Questa particolare capacità avrebbe aperto la strada ai piloti che avrebbero potuto autonomamente percorrere il continente in tutta sua lunghezza utilizzando la strada come supporto sicuro per l’atterraggio Il documento spiega molto bene lo spirito dell’epoca dove l’economia era più forte che mai e che a breve avrebbe sofferto di un enorme contraccolpo con la crisi del ’29.
Durante i successivi vent’anni vennero cominciati i lavori in tutto il continente. La parte dove si ottennero maggiori successi fu il collegamento tra gli States e il Messico dove i tempi di realizzazione vennero mantenuti e i lavori portati a termine.
Negli Stati del centro America si procedeva a rilento ma nonostante alcuni pezzi ritardarono la fine dei lavori il collegamento venne sempre garantito. Già in un articolo del 1953 venivano documentati tutti i miglioramenti e i relativi buchi da riempire per voler rendere praticabile il viaggio da Fairbanks in Alaska alla regione dei laghi in Cile. I tratti da completare erano ancora moltissimi.
Uno di questi in particolar modo al contrario degli altri non venne mai completato. Il tratto di strada che avrebbe dovuto unire Panama alla Colombia, e quindi congiungere l’America centrale con l’America del Sud.
Quel tratto di strada ancora oggi non è mai stato completato. Da Panama City la Panamericana prosegue per qualche centinaio di chilometri fino al villaggio di Yaviza, ultimo centro abitato raggiungibile da una all-weather road prima della giungla primaria.
L’ultimo tratto rimasto da completare, la regione del Darién, o Darién Gap, è un territorio estremamente selvaggio, montagnoso e solcato da innumerevoli tratti d’acqua. La conformazione geografica da sola rende estremamente difficoltoso il progetto e la realizzazione del tratto finale della strada americana. Ma la sua posizione geopolitica, storica, culturale sicuramente apporta un peso ancora maggiore sulla bilancia.

■ Estratto dei dati:
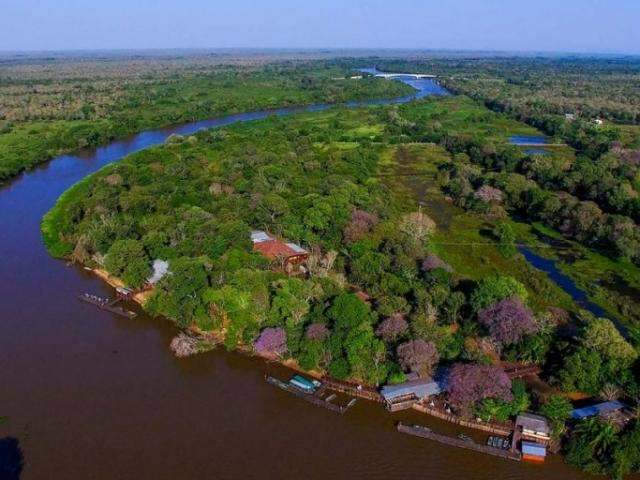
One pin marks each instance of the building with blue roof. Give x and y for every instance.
(603, 408)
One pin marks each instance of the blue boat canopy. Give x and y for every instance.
(302, 382)
(535, 449)
(597, 409)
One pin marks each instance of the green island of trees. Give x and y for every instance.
(412, 215)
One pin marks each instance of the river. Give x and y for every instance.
(94, 396)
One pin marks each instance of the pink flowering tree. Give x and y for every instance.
(317, 332)
(418, 356)
(469, 384)
(508, 320)
(488, 194)
(271, 341)
(361, 223)
(392, 328)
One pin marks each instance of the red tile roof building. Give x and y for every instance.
(274, 249)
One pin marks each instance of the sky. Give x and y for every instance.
(582, 26)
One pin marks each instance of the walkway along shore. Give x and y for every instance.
(458, 442)
(349, 388)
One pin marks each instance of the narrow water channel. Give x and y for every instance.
(93, 396)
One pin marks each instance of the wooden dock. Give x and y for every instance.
(106, 304)
(316, 398)
(493, 428)
(352, 389)
(423, 432)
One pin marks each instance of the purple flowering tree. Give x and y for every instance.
(508, 320)
(418, 356)
(272, 341)
(317, 332)
(469, 384)
(392, 328)
(361, 223)
(488, 194)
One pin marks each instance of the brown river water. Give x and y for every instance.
(93, 396)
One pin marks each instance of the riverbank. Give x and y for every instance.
(153, 413)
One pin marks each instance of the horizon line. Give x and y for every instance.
(318, 50)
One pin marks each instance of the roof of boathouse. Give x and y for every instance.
(421, 388)
(533, 422)
(597, 409)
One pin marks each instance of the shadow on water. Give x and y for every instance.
(11, 459)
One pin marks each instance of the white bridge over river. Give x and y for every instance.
(394, 75)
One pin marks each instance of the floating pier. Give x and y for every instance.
(106, 304)
(316, 397)
(469, 444)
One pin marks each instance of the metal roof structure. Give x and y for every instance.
(421, 388)
(597, 409)
(533, 422)
(260, 236)
(535, 449)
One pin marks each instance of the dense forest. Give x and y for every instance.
(47, 108)
(388, 293)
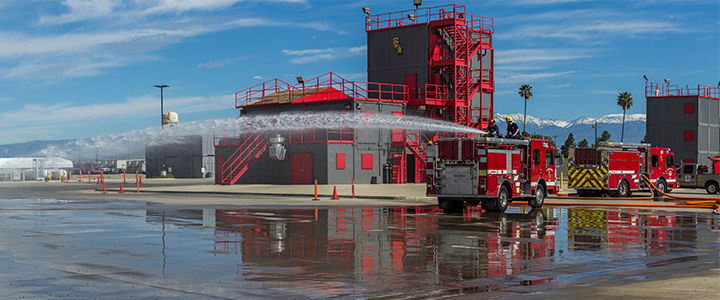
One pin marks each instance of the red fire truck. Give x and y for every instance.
(491, 171)
(617, 169)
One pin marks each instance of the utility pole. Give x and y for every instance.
(596, 127)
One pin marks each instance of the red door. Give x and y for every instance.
(301, 168)
(219, 161)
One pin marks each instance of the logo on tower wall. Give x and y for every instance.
(397, 45)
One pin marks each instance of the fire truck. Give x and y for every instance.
(617, 169)
(490, 171)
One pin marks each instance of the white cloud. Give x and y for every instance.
(81, 10)
(35, 116)
(558, 86)
(220, 62)
(314, 55)
(524, 56)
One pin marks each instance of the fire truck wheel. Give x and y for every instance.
(623, 189)
(711, 188)
(539, 197)
(661, 186)
(450, 206)
(503, 199)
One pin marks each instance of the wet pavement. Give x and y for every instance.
(121, 249)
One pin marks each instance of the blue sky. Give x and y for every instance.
(75, 69)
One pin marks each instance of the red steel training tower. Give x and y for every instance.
(434, 62)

■ Obiettivo dichiarato: Riassumi in due frasi il brano sulla Panamericana. I record costituiscono materiale a sé, distinto dal brano.

■ Risultato completo: Nei vent'anni successivi i lavori cominciarono in tutto il continente: il collegamento tra gli Stati Uniti e il Messico venne portato a termine nei tempi, mentre negli Stati del centro America si procedette a rilento. Il tratto che avrebbe dovuto unire Panama alla Colombia non è mai stato completato, e da Panama City la strada prosegue solo fino al villaggio di Yaviza, prima della regione selvaggia e montagnosa del Darién.